▸ Task description
Beginning with the line that contains "Where can the purple", output each line below exactly through the last one, both included, and nothing else.

Segment Open

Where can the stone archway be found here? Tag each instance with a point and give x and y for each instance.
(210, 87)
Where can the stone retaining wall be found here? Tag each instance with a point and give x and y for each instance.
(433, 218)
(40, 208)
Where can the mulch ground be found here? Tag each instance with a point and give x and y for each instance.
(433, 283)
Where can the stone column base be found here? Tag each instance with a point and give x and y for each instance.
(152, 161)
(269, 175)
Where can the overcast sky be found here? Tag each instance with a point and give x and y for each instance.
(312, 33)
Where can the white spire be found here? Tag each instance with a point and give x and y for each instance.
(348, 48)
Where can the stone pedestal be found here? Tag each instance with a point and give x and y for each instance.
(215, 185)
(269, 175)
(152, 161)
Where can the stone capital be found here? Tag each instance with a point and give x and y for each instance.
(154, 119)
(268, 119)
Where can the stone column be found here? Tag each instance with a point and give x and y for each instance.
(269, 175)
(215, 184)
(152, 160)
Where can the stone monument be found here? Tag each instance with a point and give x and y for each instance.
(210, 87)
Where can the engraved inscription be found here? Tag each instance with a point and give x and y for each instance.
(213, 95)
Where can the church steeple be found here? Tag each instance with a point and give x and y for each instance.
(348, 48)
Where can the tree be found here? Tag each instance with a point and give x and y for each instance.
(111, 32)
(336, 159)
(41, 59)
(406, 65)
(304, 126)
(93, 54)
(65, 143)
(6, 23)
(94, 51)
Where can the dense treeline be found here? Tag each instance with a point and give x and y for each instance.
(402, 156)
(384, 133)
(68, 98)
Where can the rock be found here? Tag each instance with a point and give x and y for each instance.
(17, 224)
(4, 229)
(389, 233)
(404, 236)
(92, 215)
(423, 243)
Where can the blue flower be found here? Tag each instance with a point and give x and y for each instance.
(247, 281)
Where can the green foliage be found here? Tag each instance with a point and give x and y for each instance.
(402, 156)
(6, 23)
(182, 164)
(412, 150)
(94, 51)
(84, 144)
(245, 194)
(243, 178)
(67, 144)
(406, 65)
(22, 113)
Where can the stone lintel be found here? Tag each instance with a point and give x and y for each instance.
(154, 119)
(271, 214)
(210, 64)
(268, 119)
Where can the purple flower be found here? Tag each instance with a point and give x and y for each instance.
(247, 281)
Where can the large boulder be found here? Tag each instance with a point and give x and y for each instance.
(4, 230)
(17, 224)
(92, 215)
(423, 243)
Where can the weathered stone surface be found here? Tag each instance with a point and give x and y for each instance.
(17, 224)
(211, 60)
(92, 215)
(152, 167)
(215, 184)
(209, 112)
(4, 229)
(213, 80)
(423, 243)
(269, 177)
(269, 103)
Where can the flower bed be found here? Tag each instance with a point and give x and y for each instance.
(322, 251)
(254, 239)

Segment Closed

▸ Answer for the task
Where can the purple flower be found here? Tag each instance with a point and give x and y for each instance.
(247, 281)
Where can the large boulder be found here? Tag each instance with a point and give x and y for each instance.
(4, 230)
(17, 224)
(92, 215)
(423, 243)
Where can the weathered stone surface be found here? Tag each instance with a point and give x and y for each instance.
(17, 224)
(211, 60)
(92, 215)
(152, 167)
(215, 184)
(209, 112)
(4, 229)
(213, 80)
(423, 243)
(269, 177)
(269, 103)
Where can the flower bed be found here? Tag each instance with a point and give x and y for each instance.
(322, 251)
(254, 239)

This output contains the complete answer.